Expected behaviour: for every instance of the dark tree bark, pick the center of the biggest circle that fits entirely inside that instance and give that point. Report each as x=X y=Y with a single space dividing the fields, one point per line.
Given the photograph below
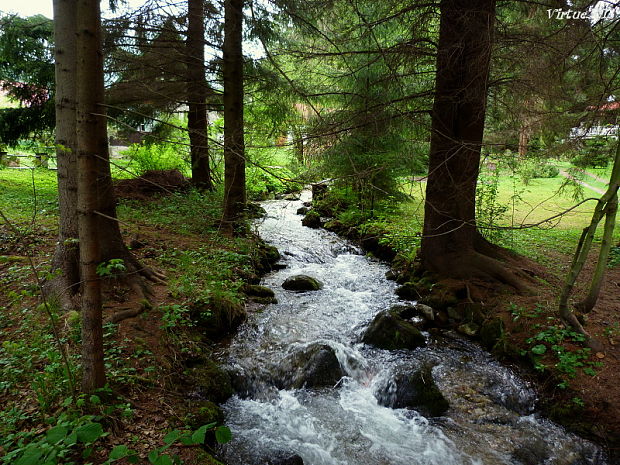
x=451 y=244
x=66 y=257
x=197 y=122
x=91 y=142
x=234 y=148
x=107 y=232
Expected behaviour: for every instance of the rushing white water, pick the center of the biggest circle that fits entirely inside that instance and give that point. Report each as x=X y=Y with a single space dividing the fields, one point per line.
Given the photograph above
x=491 y=418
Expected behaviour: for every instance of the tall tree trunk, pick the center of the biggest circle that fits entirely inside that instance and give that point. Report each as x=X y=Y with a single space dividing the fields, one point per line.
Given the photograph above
x=197 y=122
x=66 y=257
x=451 y=244
x=234 y=147
x=111 y=245
x=91 y=142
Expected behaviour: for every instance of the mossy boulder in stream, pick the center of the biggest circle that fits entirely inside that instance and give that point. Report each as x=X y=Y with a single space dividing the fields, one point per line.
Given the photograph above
x=389 y=330
x=314 y=366
x=301 y=282
x=268 y=255
x=260 y=294
x=416 y=391
x=491 y=332
x=312 y=220
x=204 y=412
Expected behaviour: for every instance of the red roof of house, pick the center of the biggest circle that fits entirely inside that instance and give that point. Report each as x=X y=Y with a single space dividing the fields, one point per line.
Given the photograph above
x=606 y=107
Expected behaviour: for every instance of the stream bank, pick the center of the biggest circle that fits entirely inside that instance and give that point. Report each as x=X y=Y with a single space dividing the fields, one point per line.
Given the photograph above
x=511 y=326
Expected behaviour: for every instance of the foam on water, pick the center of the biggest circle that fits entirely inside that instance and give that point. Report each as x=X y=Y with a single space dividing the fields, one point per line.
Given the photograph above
x=490 y=419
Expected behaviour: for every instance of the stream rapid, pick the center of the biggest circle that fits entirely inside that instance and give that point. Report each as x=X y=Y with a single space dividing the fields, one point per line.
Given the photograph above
x=492 y=417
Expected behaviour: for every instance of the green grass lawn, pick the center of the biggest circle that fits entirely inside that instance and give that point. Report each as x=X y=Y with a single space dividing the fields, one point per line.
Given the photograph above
x=29 y=194
x=535 y=202
x=531 y=203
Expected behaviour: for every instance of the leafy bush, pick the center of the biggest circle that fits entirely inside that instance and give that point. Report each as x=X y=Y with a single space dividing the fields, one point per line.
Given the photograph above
x=145 y=157
x=263 y=182
x=489 y=211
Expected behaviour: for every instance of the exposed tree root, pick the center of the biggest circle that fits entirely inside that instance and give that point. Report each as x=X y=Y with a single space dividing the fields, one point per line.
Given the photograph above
x=472 y=265
x=136 y=277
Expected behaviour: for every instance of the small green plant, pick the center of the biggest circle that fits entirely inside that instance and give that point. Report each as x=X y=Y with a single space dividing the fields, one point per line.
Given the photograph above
x=146 y=157
x=489 y=210
x=612 y=331
x=552 y=340
x=68 y=442
x=113 y=267
x=187 y=438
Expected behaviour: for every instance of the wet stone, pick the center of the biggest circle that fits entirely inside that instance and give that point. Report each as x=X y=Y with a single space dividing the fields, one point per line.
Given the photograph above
x=302 y=282
x=416 y=391
x=389 y=331
x=314 y=366
x=312 y=220
x=255 y=290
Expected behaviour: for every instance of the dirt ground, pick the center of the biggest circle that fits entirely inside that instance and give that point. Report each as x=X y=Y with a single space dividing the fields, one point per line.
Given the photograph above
x=590 y=404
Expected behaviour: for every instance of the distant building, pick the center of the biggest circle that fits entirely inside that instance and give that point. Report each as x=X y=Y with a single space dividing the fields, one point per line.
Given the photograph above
x=605 y=122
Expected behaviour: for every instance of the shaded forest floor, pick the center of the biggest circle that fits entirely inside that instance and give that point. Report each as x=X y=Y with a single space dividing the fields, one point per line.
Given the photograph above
x=579 y=388
x=160 y=365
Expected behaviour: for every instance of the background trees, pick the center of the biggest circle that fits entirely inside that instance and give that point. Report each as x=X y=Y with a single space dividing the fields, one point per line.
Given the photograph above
x=27 y=74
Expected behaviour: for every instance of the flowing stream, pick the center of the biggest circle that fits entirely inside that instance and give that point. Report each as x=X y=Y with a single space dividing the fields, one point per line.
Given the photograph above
x=491 y=419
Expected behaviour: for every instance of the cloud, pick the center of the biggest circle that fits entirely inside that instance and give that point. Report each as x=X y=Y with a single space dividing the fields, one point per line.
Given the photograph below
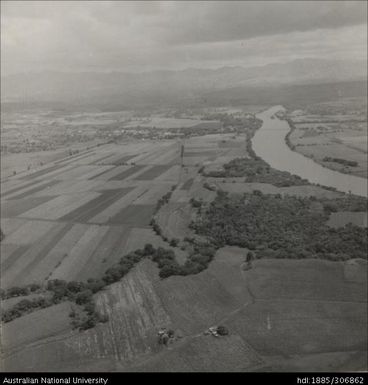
x=113 y=35
x=226 y=21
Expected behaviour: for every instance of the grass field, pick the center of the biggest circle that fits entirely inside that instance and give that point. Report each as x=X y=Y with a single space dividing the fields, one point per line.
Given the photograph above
x=77 y=220
x=269 y=330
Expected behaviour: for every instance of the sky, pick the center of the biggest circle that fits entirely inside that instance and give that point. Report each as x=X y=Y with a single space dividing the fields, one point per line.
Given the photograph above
x=140 y=36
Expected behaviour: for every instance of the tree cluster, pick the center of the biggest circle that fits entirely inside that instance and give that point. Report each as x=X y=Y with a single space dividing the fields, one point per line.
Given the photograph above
x=278 y=227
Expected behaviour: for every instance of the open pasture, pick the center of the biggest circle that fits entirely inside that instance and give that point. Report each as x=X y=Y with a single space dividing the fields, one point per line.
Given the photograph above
x=267 y=328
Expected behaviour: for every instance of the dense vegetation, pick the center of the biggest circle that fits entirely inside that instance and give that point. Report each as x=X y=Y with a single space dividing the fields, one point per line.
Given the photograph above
x=236 y=123
x=255 y=169
x=278 y=227
x=345 y=162
x=85 y=314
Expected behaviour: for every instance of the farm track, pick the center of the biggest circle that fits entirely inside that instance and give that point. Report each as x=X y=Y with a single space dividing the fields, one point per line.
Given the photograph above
x=92 y=208
x=34 y=190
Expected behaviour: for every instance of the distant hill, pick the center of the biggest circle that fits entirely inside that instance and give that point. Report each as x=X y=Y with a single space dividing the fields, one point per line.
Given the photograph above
x=171 y=87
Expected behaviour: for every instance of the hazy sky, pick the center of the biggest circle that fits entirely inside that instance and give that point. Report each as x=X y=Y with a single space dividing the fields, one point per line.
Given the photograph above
x=139 y=36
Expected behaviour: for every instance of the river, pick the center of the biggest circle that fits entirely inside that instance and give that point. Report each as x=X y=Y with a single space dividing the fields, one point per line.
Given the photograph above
x=269 y=144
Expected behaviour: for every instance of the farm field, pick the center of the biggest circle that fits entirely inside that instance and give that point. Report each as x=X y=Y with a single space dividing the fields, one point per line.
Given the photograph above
x=333 y=130
x=327 y=318
x=74 y=219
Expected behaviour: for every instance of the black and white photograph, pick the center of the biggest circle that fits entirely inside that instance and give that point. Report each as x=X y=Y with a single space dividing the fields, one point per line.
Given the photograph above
x=183 y=189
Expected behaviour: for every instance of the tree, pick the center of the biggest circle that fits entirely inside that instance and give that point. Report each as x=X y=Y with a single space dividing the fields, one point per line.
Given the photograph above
x=250 y=256
x=83 y=297
x=222 y=330
x=148 y=249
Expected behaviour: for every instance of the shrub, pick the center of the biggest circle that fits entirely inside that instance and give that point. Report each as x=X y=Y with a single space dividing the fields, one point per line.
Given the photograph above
x=83 y=297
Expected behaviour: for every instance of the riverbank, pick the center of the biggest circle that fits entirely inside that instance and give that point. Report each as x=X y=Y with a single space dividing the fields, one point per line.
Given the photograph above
x=269 y=144
x=331 y=165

• Task brief:
Rewrite the records above starting at the line containing "Expected behaviour: for every instance of the dirt" and ending at the line containing "x=269 y=330", renaming "photograph" to "image" and leaving every other word unchanged. Omit the pictures from your answer.

• Exercise solution:
Expected behaviour: for every instance of the dirt ground, pick the center of the biggest circle that fits entirely inside that instance and give that point. Report each as x=X y=Y with a single space dividing the fields, one point per line.
Given the image above
x=590 y=404
Expected behaviour: for every instance of the distant building, pick the center of the biggest circle that fits entirely inside that instance and give that point. Report each as x=X y=Y with a single space dividing the fields, one point per line.
Given the image above
x=605 y=122
Expected behaviour: for every instance of the shaded forest floor, pick the center of the biggest circle that fits entirely inside that instance and give that point. Report each as x=X y=Y with a single space dividing the fields, one point per line.
Given the image above
x=579 y=388
x=160 y=365
Expected behaviour: for every instance of the background trees, pick the center of the biggest circle that fits entirely inside that instance and give that point. Report each as x=X y=Y with a single space dividing the fields, one point per line.
Given the image above
x=27 y=74
Expected behaviour: for every instance of the flowing stream, pick the center of the biggest circle that fits entirely inside that instance and give that point. Report each as x=X y=Y with a single space dividing the fields, one point per line.
Given the image above
x=491 y=419
Expected behaviour: for every instance of the cloud, pick the center of the biggest circle that fits entirely inside that instance and give that point. Report each as x=X y=Y with a single space dividing the fields, one point per line.
Given the image below
x=113 y=35
x=226 y=21
Expected behaviour: for every instance of the grass field, pick the center of the biggest circle that fits entirely inside that instance and give that point. Report each as x=X y=Y with a single space dividing the fields, one point per line.
Given the image above
x=77 y=220
x=269 y=330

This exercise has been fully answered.